Data for this exercise:
════════
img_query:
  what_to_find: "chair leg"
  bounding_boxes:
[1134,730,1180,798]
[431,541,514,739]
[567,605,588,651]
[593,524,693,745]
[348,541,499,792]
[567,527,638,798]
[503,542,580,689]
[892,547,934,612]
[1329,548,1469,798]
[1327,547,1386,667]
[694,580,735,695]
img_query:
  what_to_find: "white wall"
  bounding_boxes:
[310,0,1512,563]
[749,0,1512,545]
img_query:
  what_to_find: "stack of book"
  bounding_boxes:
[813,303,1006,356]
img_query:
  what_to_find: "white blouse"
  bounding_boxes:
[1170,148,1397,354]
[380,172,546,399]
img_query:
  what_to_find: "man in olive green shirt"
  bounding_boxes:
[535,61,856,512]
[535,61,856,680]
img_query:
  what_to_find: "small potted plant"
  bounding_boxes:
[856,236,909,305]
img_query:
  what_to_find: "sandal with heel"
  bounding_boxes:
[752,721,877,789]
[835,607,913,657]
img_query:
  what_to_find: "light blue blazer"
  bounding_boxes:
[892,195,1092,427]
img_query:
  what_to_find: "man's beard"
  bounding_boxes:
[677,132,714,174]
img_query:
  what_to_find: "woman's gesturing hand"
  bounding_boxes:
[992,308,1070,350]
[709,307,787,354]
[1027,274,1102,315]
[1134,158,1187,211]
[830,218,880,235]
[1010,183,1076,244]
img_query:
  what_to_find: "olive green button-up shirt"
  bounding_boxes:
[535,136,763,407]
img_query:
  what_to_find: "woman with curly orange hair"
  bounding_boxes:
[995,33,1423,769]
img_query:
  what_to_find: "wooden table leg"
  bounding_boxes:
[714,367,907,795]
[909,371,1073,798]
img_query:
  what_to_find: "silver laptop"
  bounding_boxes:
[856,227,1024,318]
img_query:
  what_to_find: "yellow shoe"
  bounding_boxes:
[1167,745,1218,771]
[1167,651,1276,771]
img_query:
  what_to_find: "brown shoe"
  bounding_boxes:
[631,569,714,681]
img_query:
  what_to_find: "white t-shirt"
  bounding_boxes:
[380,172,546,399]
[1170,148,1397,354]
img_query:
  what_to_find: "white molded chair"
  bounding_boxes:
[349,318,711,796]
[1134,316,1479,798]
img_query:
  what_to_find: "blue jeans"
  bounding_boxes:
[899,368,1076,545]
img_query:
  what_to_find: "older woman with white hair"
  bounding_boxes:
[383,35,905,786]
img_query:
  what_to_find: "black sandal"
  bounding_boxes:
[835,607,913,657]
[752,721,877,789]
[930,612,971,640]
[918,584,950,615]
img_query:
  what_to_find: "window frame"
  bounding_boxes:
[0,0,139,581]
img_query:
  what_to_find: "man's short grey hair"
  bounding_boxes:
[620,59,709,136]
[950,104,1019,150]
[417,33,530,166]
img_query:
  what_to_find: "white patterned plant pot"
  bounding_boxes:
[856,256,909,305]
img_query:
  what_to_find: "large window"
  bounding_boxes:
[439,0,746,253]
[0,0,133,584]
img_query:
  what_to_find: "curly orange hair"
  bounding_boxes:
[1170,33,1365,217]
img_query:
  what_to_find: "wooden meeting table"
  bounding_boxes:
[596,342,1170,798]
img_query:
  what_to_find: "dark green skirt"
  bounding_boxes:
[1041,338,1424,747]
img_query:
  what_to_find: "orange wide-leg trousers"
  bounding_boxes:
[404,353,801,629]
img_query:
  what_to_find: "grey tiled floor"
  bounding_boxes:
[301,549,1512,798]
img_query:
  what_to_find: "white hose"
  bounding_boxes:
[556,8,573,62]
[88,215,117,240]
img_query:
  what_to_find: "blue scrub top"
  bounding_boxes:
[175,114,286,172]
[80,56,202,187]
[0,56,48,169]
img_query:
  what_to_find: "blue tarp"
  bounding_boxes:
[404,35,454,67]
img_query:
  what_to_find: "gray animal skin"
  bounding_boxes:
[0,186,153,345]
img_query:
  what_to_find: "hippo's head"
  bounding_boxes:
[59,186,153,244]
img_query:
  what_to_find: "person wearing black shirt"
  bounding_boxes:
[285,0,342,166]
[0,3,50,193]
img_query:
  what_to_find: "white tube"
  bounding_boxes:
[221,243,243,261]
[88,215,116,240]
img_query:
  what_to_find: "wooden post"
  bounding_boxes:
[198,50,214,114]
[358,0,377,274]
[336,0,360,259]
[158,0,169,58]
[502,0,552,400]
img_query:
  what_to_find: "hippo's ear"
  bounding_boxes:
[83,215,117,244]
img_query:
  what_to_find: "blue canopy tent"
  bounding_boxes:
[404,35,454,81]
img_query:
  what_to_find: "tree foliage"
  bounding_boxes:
════════
How many lines of the records contain the string "orange"? Case matters. Reply with the number alone.

3